* _WHAT TO WORK ON_: Line count for the string "skylight": state how many lines in the records below hold it, giving only the number.

§

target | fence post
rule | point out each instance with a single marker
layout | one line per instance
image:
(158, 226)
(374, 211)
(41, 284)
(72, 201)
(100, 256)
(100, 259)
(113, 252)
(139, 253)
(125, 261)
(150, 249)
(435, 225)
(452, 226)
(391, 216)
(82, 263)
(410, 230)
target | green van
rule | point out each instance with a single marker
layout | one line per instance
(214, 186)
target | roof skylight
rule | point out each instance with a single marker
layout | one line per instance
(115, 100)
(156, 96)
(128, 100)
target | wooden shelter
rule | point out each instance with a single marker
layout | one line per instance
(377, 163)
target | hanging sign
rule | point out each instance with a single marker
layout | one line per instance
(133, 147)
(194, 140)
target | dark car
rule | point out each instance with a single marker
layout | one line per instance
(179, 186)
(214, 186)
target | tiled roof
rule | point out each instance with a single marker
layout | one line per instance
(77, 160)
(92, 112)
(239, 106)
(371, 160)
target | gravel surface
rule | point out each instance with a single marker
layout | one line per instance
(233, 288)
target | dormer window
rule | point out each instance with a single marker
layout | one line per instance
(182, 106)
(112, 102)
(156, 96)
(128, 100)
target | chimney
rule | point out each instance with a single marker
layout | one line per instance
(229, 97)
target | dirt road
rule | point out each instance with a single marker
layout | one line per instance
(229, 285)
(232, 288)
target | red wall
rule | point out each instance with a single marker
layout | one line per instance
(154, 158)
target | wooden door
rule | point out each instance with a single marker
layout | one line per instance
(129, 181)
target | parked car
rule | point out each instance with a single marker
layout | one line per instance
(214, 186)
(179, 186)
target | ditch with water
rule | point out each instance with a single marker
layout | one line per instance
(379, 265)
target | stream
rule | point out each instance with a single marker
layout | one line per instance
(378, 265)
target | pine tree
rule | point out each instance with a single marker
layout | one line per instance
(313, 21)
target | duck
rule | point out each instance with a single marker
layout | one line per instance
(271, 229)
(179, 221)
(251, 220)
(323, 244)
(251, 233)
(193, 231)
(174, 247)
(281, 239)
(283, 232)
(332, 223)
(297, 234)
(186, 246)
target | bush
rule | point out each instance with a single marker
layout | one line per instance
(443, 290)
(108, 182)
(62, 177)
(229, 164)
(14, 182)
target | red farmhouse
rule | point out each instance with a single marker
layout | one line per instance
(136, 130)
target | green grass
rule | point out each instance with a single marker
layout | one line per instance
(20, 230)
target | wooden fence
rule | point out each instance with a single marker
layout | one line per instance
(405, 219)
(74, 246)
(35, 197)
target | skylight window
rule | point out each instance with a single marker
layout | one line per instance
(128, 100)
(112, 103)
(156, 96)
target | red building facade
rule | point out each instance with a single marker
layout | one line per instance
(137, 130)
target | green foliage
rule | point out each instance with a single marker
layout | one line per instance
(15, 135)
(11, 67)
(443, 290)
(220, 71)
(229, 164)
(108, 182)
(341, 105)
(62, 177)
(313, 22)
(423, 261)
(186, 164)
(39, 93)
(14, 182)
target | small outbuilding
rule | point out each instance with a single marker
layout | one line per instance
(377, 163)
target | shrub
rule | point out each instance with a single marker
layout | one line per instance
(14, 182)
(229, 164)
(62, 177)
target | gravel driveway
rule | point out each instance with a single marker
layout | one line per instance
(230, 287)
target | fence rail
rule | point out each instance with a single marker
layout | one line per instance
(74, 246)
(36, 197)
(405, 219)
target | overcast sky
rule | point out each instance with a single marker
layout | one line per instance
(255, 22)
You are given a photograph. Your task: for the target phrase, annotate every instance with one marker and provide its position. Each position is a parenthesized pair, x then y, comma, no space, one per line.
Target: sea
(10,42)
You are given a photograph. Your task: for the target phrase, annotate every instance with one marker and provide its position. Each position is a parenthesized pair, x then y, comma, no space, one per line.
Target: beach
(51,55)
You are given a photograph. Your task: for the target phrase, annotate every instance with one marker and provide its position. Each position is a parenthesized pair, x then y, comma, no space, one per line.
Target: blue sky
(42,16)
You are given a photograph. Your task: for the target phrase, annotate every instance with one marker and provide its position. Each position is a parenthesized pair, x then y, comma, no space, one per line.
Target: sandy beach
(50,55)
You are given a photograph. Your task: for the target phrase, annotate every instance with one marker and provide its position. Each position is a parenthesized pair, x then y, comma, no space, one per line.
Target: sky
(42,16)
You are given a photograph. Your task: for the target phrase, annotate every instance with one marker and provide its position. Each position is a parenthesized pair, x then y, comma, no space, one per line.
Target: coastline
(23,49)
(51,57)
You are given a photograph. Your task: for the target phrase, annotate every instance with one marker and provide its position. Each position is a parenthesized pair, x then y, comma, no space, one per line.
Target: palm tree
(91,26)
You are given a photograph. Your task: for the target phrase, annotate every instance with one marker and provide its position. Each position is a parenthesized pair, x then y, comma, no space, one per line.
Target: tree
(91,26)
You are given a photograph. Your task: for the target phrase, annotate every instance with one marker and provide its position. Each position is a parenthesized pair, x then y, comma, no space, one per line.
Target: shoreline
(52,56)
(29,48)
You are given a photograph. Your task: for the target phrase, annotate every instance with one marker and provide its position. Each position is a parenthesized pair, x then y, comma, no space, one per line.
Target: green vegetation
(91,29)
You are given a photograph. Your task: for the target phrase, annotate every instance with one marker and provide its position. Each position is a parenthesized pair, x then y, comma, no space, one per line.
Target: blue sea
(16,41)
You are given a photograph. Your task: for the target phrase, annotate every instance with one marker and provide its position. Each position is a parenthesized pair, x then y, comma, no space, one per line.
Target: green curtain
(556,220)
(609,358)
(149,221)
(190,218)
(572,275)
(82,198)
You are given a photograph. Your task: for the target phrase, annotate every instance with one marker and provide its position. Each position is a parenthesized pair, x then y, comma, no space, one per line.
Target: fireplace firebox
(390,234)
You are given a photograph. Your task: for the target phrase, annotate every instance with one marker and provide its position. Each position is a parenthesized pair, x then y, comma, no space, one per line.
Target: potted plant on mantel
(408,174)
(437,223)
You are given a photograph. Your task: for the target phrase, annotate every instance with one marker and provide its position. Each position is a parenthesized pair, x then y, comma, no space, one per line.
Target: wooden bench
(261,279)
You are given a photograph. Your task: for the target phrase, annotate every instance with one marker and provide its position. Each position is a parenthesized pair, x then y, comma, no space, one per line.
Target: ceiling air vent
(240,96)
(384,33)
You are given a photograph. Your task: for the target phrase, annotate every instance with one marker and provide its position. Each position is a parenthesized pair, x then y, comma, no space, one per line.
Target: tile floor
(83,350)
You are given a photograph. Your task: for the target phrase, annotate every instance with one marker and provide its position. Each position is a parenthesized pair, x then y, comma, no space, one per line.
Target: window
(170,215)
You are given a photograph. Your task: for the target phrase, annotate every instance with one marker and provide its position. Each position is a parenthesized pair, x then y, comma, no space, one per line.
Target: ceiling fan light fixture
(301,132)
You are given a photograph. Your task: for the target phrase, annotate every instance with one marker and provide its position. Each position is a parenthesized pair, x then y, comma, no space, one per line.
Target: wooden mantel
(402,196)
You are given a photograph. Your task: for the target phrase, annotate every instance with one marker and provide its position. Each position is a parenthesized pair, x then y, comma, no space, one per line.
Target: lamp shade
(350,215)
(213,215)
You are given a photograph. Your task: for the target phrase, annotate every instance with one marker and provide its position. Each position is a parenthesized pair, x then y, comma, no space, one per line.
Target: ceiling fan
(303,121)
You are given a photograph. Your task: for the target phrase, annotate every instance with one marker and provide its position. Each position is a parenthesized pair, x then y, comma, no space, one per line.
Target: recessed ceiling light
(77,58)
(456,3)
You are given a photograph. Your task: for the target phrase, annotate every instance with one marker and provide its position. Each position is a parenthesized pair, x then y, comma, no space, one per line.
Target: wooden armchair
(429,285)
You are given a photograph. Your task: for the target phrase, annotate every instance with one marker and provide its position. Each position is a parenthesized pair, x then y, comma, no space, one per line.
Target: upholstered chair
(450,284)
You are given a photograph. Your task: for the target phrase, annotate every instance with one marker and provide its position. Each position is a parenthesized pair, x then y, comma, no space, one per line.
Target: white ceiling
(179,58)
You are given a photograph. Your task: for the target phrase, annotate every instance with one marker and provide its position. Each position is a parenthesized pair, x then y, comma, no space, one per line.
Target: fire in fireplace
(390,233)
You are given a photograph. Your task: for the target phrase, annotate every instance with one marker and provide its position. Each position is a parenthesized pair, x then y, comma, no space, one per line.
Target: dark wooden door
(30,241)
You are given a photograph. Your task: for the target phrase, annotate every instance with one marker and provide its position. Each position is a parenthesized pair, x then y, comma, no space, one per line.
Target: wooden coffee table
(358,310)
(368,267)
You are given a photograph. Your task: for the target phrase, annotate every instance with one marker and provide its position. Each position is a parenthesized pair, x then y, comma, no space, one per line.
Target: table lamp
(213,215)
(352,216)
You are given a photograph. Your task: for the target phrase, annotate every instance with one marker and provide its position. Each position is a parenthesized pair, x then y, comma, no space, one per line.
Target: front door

§

* _EXERCISE RESULT_: 2